(Source records)

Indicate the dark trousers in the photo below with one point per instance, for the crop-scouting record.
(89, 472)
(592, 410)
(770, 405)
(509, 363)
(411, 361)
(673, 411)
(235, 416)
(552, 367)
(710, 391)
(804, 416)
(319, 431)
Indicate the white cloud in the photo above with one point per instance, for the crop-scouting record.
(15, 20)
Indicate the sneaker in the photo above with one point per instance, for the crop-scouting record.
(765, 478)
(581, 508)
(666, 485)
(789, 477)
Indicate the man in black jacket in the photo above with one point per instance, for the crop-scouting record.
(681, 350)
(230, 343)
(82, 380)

(End Source records)

_Task statement_
This exercise calls for the lines from the one holding "Indicate the man" through the end of the entries, transcribed exactly and with nothing more.

_Result of the task_
Indicate the man in black jacket in the photo above with one point per instance, for the crop-scouting record.
(681, 350)
(230, 343)
(82, 380)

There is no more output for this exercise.